▶ **Exercise instructions**
Word for word, copy the line containing "stork's beak, imagine" and every line after it in the records below, leaving pictures out.

▶ **Records to use**
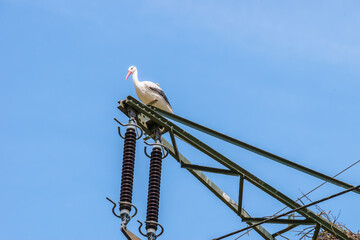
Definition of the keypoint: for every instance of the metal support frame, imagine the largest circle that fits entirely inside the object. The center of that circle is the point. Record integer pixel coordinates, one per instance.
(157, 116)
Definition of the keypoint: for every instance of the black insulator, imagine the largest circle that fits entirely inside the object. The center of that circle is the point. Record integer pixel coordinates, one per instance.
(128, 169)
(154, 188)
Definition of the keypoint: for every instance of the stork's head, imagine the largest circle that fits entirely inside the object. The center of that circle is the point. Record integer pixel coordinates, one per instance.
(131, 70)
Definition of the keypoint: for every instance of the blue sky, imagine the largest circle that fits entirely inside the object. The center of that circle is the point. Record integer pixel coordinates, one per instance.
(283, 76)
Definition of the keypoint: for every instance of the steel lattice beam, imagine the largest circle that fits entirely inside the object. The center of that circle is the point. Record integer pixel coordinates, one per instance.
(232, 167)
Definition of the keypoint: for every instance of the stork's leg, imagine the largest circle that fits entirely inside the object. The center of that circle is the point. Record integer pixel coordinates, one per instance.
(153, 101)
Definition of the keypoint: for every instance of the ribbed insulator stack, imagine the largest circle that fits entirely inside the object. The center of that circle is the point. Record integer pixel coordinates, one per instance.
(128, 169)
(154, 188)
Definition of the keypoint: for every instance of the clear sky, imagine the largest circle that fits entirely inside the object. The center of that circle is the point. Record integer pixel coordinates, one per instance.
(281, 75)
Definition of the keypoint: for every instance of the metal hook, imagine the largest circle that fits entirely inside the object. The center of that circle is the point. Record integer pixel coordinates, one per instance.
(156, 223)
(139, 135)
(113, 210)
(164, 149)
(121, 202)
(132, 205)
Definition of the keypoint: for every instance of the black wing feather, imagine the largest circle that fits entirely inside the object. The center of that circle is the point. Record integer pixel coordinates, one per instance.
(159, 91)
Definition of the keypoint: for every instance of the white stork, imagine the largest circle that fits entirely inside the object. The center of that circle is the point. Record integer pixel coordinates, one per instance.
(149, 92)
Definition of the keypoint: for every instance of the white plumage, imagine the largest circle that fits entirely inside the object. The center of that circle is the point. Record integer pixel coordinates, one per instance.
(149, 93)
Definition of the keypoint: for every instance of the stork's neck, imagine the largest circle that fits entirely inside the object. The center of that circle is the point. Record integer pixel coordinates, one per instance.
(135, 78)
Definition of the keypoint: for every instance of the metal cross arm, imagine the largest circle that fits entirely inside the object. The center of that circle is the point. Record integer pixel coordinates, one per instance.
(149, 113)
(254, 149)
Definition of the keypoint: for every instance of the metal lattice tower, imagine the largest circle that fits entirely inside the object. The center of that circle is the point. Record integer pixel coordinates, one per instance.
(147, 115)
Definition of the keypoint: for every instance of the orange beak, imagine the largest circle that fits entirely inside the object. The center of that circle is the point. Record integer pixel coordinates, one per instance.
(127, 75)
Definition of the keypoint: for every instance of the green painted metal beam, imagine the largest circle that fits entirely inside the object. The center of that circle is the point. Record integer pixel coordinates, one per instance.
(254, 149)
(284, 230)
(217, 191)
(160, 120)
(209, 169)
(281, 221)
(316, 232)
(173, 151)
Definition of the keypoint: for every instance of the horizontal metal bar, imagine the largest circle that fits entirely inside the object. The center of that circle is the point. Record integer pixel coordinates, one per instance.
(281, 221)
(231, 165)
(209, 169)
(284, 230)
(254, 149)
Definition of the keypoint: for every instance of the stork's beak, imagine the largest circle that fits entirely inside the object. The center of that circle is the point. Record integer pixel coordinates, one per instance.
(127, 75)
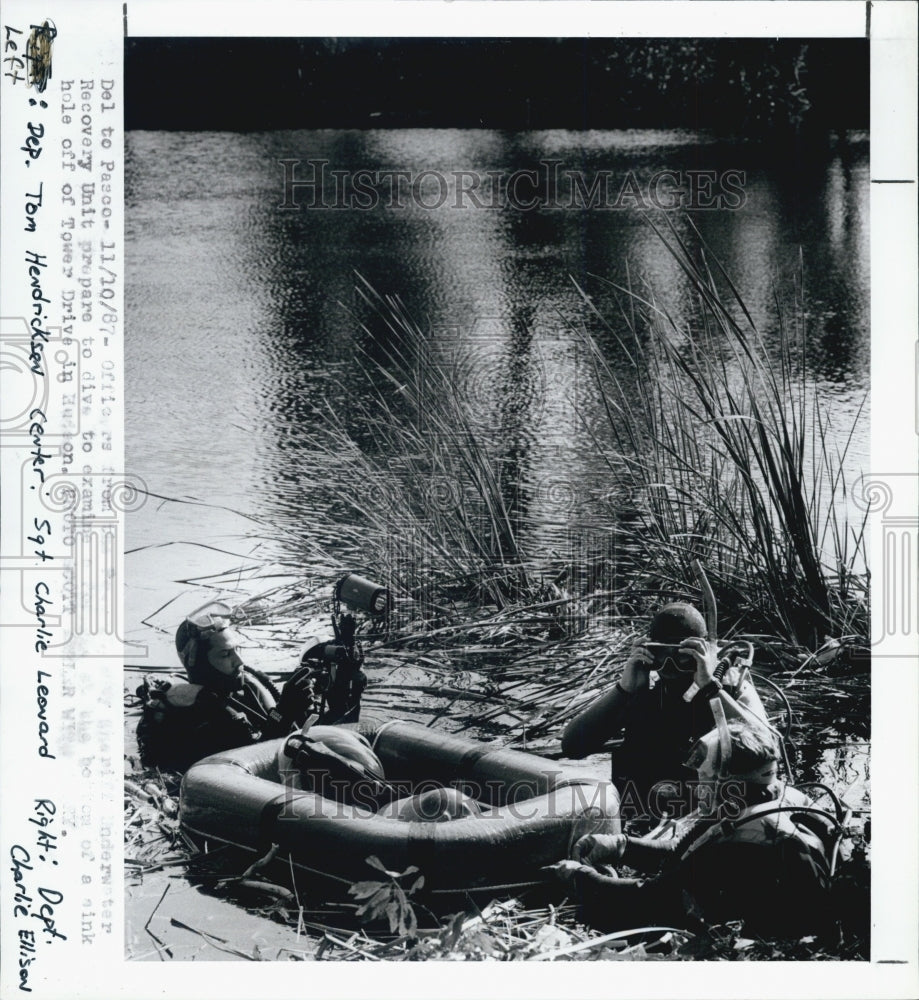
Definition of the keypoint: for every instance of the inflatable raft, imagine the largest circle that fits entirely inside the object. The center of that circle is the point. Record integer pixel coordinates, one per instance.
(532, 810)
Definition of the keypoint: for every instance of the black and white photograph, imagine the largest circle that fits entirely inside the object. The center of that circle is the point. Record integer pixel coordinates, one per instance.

▶ **Task output**
Definition of the keypoint: for every instance of the stork's beak, imagine the largest circle that fits entirely inside the object. The center of that circle is the point. Record integer pixel coordinates, one per instance.
(127, 75)
Definition of the keypoint: for every instance of the inflatable raft, imagine the largest circle that fits entirely inside the object. The center of that circle is the point. Record integer pixel coordinates, one per instance.
(532, 810)
Definition of the keypoint: for every instance of the black and white photograph, imagine the largest circle that fits entirely inside the object. The center of that circle is the point. Record integer pixel coordinates, one per instance.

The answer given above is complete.